## Source
# A new Jackson Sharpe problem



## weaverc (Jan 2, 2008)

Check for over tightened and stripped screws. I found three in one case of 4 cars. 
1. While making fill blocks to fill the void around the coupler stud, I discovered a coupler mounting screw hole that had been stripped out. So the person at the factory merely superglued the coupler on the body and tacked the loose screw with a dab of glue under the head. 
2. I would have thought the first was an isolated incident, but earlier, when installing ball bearing wheel sets, I found a broken screw on one of the journal bars where the loose head of the screw had been super glued to the journal bar. Luckily in this case, there are two other screws in good shape holding the journal bar. 
3. In a third overtightening incident, I found a truck mounting hole to be stripped and the truck was just loose and hanging on the lighting wires. Fixing this required a slightly oversized and longer mounting screw.


----------



## Friedhelm (Jan 2, 2008)

That's Chinese manufacturing and quality control! 

The trucks are loosing their paint as soon as I touch them. The air tank came off when I opened the box. There was and still is a miserable stinking paint smell. 

There are so many quality issues that I would say: It's the poorest quality AMS ever delivered! Little value for money. I wonder where Accucraft is going now. The first 1:20.3 car were masterpieces, the latest cars are just soso. While Bachmann has been improving their standards way above Accucraft (look at Bachmann's excellent cars!), Accucraft is becoming an average manufacturer. Medium or even low manufacturing quality, poor prototype research and lack of detail.


----------



## weaverc (Jan 2, 2008)

## Goals
(1) Name each defect that Friedhelm reports with his own cars in the Jackson Sharpe forum thread.
(2) Reproduce the passage of the Jackson Sharpe forum thread starting at "Check for over" and ending at "under the head.".

## Supplied data
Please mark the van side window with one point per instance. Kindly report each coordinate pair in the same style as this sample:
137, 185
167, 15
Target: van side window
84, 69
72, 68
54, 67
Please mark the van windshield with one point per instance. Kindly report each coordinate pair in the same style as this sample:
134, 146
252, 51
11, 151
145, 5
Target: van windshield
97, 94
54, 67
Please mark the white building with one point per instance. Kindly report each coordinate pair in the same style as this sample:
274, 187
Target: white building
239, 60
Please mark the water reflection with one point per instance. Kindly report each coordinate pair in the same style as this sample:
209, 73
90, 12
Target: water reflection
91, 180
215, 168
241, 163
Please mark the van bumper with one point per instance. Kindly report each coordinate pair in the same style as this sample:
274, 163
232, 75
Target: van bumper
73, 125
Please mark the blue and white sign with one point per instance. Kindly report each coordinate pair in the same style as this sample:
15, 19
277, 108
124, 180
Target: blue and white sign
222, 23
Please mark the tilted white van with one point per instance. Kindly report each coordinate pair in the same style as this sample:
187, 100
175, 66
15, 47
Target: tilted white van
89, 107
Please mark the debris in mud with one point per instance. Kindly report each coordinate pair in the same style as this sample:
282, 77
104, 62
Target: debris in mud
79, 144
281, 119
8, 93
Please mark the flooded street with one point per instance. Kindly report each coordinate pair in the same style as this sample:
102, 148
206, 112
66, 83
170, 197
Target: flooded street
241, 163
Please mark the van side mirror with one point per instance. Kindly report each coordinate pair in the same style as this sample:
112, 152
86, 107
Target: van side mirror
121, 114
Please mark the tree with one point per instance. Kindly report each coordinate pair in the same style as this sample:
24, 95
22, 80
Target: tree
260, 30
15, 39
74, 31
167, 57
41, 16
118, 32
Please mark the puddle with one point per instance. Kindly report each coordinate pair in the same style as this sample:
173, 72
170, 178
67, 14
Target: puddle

## Exercise results
(1)
- The trucks lose their paint as soon as they are touched.
- The air tank came off when the box was opened.
- There is a miserable stinking paint smell that persists.

(2)
Check for over tightened and stripped screws. I found three in one case of 4 cars. 
1. While making fill blocks to fill the void around the coupler stud, I discovered a coupler mounting screw hole that had been stripped out. So the person at the factory merely superglued the coupler on the body and tacked the loose screw with a dab of glue under the head.